DEVA Partisi Sözcüsü ve Ankara Milletvekili İdris Şahin, Türkiye Büyük Millet Meclisi Plan ve Bütçe Komisyonu’nda Adalet Bakanlığı bütçesi üzerine söz alarak değerlendirmelerde bulundu. Şahin bütçe önerisi için “Kritik alanlar kısmi ödeneklerle geçiştiriliyor; insan hakları, personelin eğitimi, mahpusların topluma yeniden kazandırılması için yani yargının özü için yatırım içermiyor. Tek cümleyle özetleyecek olursak bütçeler büyüyor ama adalet büyümüyor” ifadelerini kullandı.
“Pişmanlık hakkının daha geniş bir bantta sağlanması gerekiyor”
“Cezaevindeki idare ve gözlem kurullarının uygulamaları; keyfî uygulamaları sonlandıracak mutlaka adımların atılması gerekiyor. Vatandaşın büyük bir beklentiye düştüğü, özellikle genç yaşta çocukların ve gençlerin fazlasıyla mağdur olduğu Türk Ceza Kanunu'nun 158'inci maddesi var. Mağdurun mağduriyeti giderildikten sonra, şikâyetten vazgeçtikten sonra 158'inci maddedeki uzlaşmanın sınırlarının genişletilmesi gerekiyor. Herkes hata yapabilir. Özellikle gençlerimizin, okul çağındaki bu bireylerin 158'inci madde kapsamında büyük bir hataya düştükleri ve mağdur edildikleri ortada. Vatandaşın da mağduriyeti giderilip bir şekliyle pişmanlık duyan vatandaşa bu pişmanlık hakkının daha geniş bir bantta sağlanması gerekliliği inancını taşıyoruz.”
“Enflasyonist ortamda şufa hakkı büyük mağduriyetler yaratıyor”
“Hukuk paketine özellikle ifade ettiğimiz şufa davalarına ilişkin düzenleme. Enflasyonist ortamlarda şufa hakkını kötüye kullananlar maalesef hem satıcıyı hem alıcıyı çok ciddi bir anlamda mağdur ediyor. Eğer ülkemizde ekonomide enflasyonist bir ortam olmasa bu mevcut şufa hakkı belki ihtiyaca cevap verebilir ama enflasyonist ortamlarda, paranın pul olduğu dönemlerde, üzülerek ifade ediyorum ki şufa hakkından büyük mağduriyetler var.”

**Yapılacak görev**.
Adalet Bakanlığı bütçesine ilişkin metne göre İdris Şahin bütçe önerisini tek cümleyle nasıl özetliyor? Kayıtlar, metinden bağımsız ayrı bir malzemedir.

[Kaydedilmiş girdiler]
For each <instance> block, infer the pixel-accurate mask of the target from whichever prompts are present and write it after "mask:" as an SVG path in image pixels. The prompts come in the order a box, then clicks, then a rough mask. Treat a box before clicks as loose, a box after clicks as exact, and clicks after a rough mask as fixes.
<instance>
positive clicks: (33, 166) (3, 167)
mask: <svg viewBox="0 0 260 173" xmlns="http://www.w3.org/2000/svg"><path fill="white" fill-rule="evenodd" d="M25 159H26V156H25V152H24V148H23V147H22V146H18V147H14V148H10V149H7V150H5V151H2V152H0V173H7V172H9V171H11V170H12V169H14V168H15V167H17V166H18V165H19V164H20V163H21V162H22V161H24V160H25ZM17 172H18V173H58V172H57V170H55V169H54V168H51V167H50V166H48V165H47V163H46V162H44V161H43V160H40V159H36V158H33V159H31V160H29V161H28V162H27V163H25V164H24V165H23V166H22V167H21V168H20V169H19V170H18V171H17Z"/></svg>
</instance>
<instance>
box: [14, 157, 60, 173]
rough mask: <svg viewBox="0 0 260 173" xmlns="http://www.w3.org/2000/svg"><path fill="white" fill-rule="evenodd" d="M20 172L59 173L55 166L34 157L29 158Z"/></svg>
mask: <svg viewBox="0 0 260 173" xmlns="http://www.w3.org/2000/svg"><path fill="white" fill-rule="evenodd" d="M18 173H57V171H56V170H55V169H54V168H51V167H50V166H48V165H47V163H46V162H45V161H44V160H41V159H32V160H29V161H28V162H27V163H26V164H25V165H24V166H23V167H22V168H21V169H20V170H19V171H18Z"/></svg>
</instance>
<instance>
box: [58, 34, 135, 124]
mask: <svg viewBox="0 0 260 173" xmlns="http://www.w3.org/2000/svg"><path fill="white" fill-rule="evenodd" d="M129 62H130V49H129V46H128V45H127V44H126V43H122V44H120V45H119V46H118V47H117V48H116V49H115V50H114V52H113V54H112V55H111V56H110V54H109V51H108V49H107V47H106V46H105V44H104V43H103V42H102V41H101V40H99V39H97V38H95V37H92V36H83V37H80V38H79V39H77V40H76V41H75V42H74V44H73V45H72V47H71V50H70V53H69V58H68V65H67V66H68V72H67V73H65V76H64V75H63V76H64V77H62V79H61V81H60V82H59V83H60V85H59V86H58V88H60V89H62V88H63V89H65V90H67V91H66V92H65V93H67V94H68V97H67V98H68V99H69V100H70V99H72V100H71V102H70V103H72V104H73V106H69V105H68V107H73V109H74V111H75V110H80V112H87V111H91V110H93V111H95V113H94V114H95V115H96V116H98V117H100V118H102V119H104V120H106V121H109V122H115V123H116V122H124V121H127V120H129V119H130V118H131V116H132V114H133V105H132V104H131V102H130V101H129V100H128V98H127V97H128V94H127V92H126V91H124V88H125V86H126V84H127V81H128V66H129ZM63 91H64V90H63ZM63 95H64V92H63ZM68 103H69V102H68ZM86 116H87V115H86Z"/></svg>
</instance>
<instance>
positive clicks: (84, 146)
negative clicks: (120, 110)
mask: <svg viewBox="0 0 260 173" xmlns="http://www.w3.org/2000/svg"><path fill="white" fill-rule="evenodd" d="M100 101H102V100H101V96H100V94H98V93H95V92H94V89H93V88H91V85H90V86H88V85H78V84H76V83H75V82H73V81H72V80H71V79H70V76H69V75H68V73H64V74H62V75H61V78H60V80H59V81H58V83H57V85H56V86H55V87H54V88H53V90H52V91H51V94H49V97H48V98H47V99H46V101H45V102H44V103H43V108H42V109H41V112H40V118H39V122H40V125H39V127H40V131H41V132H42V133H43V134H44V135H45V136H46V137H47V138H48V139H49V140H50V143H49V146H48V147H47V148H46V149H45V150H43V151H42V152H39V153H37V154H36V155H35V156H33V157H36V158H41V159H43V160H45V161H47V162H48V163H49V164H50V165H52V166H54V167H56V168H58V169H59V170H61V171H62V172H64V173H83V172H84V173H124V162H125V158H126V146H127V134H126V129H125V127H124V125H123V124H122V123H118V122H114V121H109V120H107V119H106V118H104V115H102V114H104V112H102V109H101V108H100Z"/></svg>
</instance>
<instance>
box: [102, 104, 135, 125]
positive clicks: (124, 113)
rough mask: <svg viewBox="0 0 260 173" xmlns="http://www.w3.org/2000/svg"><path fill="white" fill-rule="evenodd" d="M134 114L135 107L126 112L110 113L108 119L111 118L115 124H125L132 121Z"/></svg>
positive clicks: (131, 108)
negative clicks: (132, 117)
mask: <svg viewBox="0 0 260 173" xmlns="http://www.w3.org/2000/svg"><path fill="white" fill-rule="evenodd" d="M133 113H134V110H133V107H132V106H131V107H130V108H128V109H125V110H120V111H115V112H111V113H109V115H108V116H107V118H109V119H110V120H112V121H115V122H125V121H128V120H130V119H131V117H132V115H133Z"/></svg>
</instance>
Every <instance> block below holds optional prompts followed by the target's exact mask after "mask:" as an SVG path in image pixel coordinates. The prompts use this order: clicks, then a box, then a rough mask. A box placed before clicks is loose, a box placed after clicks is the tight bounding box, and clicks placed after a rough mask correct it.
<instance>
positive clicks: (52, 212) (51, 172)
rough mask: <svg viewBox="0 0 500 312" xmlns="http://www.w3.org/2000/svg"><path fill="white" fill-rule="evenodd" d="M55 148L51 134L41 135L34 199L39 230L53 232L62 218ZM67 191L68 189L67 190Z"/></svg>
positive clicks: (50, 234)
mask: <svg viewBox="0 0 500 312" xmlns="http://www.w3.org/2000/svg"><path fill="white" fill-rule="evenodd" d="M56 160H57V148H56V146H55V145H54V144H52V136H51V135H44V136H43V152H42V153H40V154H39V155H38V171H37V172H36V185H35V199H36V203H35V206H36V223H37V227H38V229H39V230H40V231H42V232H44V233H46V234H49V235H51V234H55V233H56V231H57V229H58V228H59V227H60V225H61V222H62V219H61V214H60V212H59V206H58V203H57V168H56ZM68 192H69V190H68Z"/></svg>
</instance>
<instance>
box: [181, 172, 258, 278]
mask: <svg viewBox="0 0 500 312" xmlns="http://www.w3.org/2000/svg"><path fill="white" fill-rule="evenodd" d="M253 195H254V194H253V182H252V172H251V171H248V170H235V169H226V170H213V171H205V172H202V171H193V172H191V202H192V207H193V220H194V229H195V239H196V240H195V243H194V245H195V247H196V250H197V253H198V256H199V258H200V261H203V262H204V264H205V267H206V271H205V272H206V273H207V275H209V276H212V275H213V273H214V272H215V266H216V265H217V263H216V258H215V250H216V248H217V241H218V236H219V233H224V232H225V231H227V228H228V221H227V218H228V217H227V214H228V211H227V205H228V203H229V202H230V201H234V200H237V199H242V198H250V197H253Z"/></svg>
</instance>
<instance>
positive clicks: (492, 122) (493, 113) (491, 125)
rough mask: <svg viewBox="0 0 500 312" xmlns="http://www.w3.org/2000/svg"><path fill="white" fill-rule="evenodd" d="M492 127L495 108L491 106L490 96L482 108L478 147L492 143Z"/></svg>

**Görevin sonucu**.
Bütçeler büyüyor ama adalet büyümüyor.